- Exercise prompt:
Repeat the listing beneath this line exactly, keeping every character.

Data section Block Start

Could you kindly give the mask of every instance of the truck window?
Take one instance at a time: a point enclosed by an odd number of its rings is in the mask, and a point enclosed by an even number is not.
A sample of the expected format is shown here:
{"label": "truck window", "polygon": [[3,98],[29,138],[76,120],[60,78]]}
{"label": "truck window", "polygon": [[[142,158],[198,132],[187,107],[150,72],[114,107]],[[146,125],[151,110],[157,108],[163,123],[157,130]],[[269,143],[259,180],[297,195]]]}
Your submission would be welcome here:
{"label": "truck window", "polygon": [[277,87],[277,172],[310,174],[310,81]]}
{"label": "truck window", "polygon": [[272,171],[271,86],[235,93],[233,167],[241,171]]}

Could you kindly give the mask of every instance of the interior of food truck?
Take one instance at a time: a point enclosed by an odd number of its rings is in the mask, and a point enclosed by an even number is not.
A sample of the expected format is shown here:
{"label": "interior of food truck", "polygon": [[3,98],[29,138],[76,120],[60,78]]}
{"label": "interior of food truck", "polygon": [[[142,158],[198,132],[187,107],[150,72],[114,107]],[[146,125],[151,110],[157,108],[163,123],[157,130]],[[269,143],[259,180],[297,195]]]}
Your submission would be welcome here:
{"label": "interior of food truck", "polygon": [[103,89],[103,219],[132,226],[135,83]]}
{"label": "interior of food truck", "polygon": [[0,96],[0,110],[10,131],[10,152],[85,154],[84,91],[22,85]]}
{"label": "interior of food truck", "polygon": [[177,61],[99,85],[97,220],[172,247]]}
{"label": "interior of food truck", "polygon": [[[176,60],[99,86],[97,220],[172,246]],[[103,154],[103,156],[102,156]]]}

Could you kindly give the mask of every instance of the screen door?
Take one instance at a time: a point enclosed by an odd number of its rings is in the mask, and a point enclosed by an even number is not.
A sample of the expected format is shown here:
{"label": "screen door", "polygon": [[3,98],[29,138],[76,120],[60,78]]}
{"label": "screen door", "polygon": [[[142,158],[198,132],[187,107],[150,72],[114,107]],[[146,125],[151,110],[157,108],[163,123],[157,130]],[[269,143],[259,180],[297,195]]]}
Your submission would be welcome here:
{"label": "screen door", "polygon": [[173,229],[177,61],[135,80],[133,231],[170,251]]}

Data section Block End

- Result of the exercise:
Could you kindly give the mask of every instance of the truck window?
Take one instance at a time: a point enclosed by an odd number of its rings is in the mask, and a point enclosed by an even number is not.
A sample of the expected format is shown here:
{"label": "truck window", "polygon": [[3,98],[29,138],[76,120],[60,78]]}
{"label": "truck window", "polygon": [[[142,158],[198,132],[187,107],[150,72],[114,107]],[[146,125],[151,110],[157,108],[163,123],[157,130]],[[269,143],[259,180],[297,195]]]}
Your submission would be welcome here:
{"label": "truck window", "polygon": [[277,87],[277,172],[310,174],[310,81]]}
{"label": "truck window", "polygon": [[272,171],[271,86],[235,93],[233,167],[241,171]]}

Could you kindly give the mask of every instance of the interior of food truck?
Take one instance at a time: a point enclosed by an odd number of its rings is in the mask, and a point enclosed by an even number is not.
A sample of the expected format is shown here:
{"label": "interior of food truck", "polygon": [[3,98],[29,138],[76,120],[60,78]]}
{"label": "interior of food truck", "polygon": [[[142,158],[198,132],[187,107],[150,72],[114,107]],[[146,125],[151,110],[157,108],[163,123],[157,130]],[[269,143],[259,180],[297,195]]]}
Your submission would be welcome here:
{"label": "interior of food truck", "polygon": [[103,89],[103,219],[132,226],[135,83]]}
{"label": "interior of food truck", "polygon": [[0,96],[0,110],[10,131],[10,152],[85,154],[84,91],[22,85]]}
{"label": "interior of food truck", "polygon": [[177,61],[99,85],[97,220],[172,247]]}
{"label": "interior of food truck", "polygon": [[[176,60],[99,86],[97,220],[172,246]],[[103,154],[103,156],[102,156]]]}

Could you kindly give the mask of every instance of the screen door?
Take one instance at a time: a point enclosed by an odd number of its rings is in the mask, and a point enclosed by an even number is not.
A sample of the expected format is shown here:
{"label": "screen door", "polygon": [[3,98],[29,138],[76,120],[60,78]]}
{"label": "screen door", "polygon": [[[142,158],[198,132],[187,107],[150,72],[114,107]],[[146,125],[151,110],[157,108],[163,123],[157,130]],[[269,143],[259,180],[297,195]]]}
Your submission would be welcome here:
{"label": "screen door", "polygon": [[173,229],[177,61],[135,80],[133,231],[170,251]]}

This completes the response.